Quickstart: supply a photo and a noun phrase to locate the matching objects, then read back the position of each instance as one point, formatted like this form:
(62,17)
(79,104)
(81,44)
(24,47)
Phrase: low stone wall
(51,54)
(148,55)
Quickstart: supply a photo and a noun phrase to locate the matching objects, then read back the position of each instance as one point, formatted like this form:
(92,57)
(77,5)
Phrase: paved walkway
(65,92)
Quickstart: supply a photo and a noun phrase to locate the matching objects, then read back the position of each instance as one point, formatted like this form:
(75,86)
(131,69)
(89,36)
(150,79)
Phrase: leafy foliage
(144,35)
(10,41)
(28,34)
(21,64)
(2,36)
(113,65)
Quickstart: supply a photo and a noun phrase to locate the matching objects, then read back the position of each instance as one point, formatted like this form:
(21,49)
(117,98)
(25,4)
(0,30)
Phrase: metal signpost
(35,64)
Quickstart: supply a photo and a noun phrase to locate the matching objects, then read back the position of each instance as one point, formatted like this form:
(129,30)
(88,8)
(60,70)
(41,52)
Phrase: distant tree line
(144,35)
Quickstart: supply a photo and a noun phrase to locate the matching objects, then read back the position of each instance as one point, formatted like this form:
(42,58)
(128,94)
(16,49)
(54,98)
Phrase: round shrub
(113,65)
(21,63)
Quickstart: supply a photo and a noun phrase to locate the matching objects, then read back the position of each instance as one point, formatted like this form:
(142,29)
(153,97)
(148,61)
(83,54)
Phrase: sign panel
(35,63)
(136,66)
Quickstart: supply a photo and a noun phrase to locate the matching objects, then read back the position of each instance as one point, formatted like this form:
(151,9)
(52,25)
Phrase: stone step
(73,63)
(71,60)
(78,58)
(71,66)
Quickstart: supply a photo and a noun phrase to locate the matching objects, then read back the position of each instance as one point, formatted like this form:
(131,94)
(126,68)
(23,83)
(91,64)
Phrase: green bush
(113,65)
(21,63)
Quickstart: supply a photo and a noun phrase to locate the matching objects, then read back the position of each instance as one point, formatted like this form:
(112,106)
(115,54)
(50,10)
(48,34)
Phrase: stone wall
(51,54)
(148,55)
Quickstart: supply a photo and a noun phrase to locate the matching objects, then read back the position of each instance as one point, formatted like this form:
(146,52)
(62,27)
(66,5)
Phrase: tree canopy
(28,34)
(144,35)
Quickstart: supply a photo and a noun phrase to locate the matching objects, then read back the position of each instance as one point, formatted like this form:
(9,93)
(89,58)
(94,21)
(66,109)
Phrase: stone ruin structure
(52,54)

================================

Set problem: Which lines in the records above contain the string "stone", with uppercase and lowercase treated as different? Pull out each such line and copy it in full.

Result of this exercise:
Phrase: low stone wall
Phrase: stone step
Phrase: stone wall
Phrase: stone ruin structure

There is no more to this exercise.